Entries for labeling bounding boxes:
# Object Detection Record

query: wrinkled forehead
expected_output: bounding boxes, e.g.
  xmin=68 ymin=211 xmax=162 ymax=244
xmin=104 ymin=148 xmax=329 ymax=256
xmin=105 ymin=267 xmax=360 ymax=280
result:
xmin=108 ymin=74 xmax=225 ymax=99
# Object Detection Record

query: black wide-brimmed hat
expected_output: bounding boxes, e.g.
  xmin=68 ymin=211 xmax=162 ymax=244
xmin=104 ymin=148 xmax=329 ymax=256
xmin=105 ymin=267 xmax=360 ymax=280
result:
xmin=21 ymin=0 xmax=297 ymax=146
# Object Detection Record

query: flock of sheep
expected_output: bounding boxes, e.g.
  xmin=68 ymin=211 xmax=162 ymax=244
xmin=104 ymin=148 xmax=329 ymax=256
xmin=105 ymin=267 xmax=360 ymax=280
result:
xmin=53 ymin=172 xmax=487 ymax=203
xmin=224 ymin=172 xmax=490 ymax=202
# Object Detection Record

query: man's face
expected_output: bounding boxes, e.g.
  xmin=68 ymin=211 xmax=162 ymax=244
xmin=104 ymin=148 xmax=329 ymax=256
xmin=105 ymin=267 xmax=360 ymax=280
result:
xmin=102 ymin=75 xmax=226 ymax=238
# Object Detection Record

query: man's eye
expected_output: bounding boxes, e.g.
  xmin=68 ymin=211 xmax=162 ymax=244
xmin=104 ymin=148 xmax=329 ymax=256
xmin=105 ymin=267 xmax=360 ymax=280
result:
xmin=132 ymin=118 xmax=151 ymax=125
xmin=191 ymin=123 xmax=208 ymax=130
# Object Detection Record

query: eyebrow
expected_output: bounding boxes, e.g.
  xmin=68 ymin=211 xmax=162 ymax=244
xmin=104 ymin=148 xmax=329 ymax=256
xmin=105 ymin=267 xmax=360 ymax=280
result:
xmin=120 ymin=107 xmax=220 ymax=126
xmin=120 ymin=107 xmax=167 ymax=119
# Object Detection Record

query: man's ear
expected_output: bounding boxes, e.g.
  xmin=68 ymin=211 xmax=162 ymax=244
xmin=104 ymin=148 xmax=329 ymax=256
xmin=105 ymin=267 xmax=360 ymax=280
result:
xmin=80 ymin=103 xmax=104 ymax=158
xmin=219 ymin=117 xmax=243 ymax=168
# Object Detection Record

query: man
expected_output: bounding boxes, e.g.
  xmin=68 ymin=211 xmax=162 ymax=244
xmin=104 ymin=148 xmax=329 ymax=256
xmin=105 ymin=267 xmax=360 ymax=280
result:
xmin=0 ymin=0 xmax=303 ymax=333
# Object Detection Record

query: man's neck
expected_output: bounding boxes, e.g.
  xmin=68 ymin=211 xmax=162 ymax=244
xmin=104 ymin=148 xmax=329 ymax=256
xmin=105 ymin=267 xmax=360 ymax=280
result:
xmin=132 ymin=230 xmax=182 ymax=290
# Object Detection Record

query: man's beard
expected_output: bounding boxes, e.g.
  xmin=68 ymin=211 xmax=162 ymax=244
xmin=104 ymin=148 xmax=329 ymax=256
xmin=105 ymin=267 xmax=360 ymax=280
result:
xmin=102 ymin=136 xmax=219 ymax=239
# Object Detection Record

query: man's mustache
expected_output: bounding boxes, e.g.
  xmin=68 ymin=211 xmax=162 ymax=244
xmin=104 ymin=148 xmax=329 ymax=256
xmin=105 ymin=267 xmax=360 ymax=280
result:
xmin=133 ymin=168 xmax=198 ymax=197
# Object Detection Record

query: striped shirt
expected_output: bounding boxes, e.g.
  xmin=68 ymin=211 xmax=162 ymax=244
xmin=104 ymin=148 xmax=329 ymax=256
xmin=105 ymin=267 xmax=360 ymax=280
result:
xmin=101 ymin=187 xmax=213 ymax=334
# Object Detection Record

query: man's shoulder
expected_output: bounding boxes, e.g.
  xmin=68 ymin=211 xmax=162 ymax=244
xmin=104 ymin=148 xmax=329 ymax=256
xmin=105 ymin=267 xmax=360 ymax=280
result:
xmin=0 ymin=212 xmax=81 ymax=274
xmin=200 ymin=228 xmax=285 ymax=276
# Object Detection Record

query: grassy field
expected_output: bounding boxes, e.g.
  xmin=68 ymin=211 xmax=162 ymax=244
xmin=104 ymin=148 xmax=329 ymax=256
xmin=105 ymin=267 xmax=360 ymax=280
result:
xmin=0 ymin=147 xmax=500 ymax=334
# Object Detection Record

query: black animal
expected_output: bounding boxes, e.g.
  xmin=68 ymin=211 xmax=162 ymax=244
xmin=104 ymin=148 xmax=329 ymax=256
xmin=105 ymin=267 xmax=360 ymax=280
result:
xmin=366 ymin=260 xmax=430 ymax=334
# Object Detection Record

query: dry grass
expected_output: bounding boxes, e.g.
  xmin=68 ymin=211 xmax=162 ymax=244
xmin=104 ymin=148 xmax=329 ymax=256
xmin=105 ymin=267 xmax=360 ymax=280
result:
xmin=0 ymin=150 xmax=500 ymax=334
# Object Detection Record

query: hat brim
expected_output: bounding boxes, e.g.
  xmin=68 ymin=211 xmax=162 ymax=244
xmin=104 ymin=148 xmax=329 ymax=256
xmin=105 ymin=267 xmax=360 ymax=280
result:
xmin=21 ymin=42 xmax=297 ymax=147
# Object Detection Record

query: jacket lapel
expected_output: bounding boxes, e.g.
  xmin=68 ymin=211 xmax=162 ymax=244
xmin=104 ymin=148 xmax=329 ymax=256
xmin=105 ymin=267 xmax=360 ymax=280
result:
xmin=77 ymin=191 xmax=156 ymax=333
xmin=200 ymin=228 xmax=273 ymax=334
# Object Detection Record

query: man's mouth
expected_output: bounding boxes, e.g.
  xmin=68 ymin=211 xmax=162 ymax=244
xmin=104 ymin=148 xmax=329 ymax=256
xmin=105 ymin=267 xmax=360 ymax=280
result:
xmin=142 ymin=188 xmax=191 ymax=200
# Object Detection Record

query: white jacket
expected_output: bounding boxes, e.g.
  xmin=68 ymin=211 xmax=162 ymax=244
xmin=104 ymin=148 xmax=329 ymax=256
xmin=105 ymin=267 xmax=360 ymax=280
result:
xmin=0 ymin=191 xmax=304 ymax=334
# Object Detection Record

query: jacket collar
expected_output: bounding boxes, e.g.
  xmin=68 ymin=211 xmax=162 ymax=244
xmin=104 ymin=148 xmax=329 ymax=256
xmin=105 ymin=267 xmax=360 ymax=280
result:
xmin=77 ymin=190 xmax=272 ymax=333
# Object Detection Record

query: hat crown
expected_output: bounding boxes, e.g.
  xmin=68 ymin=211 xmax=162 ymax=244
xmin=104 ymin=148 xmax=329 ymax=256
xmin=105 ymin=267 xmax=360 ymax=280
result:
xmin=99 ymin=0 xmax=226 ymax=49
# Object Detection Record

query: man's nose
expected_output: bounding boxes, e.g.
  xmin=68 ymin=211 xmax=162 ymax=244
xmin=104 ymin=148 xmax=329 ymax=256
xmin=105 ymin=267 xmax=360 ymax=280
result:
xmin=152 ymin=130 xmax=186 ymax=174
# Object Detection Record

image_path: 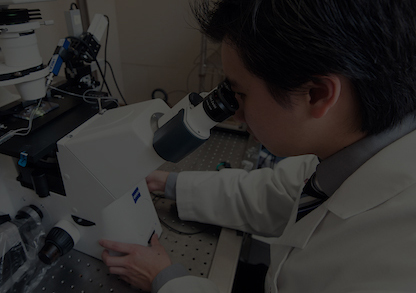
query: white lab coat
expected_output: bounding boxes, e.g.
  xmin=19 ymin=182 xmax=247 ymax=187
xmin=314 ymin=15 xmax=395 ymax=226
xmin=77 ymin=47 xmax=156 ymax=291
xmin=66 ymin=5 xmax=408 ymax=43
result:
xmin=160 ymin=131 xmax=416 ymax=293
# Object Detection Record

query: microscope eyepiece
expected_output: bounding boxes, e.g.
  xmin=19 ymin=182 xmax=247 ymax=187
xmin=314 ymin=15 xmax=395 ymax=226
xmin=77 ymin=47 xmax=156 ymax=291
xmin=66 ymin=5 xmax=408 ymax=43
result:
xmin=203 ymin=80 xmax=238 ymax=122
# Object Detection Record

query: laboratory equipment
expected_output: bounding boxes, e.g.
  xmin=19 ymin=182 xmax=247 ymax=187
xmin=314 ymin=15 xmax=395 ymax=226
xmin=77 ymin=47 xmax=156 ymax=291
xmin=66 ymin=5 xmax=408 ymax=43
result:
xmin=33 ymin=82 xmax=238 ymax=263
xmin=0 ymin=0 xmax=55 ymax=105
xmin=0 ymin=205 xmax=43 ymax=292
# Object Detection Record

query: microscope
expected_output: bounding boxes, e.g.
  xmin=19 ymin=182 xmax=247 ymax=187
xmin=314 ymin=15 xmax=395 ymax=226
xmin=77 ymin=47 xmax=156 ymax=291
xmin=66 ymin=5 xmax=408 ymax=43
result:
xmin=0 ymin=0 xmax=54 ymax=104
xmin=0 ymin=0 xmax=238 ymax=286
xmin=39 ymin=81 xmax=238 ymax=263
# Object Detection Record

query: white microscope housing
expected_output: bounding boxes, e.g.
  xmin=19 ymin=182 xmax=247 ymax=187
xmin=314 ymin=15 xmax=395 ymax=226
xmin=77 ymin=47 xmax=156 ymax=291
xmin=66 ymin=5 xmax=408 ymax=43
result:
xmin=39 ymin=82 xmax=238 ymax=263
xmin=0 ymin=0 xmax=55 ymax=102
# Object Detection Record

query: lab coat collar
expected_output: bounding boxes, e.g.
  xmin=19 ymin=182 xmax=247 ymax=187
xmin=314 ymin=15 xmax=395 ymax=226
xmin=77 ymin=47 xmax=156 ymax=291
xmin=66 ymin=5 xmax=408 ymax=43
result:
xmin=275 ymin=131 xmax=416 ymax=249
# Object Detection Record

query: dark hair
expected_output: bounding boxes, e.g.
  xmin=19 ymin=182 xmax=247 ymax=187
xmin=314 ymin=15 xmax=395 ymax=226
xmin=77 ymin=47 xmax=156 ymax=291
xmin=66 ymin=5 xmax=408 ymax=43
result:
xmin=193 ymin=0 xmax=416 ymax=134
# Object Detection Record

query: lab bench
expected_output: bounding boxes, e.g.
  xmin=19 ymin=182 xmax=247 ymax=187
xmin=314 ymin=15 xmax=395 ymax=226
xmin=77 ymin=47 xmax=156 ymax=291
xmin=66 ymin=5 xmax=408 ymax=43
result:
xmin=23 ymin=130 xmax=259 ymax=293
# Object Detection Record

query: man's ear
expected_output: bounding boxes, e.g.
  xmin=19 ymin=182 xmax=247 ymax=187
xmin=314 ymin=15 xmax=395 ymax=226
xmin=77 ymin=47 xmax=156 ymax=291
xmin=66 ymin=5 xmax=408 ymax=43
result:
xmin=308 ymin=74 xmax=341 ymax=119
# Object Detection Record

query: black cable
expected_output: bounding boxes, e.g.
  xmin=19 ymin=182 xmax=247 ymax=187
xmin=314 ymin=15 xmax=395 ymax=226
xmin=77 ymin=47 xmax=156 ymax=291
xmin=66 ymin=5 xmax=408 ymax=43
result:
xmin=66 ymin=36 xmax=113 ymax=96
xmin=159 ymin=217 xmax=212 ymax=235
xmin=106 ymin=61 xmax=127 ymax=105
xmin=100 ymin=15 xmax=110 ymax=91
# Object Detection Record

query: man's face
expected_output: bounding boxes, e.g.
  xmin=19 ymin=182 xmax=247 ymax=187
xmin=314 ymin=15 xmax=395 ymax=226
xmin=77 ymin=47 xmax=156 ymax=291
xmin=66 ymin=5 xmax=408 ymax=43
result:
xmin=222 ymin=42 xmax=310 ymax=156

## EXERCISE TASK
From the listing above, pull out every line that contains the word "black", treating uppercase and lowercase as different, and copy those lines.

## WORKED ANSWER
query: black wide-brimmed hat
query: black animal
query: black cable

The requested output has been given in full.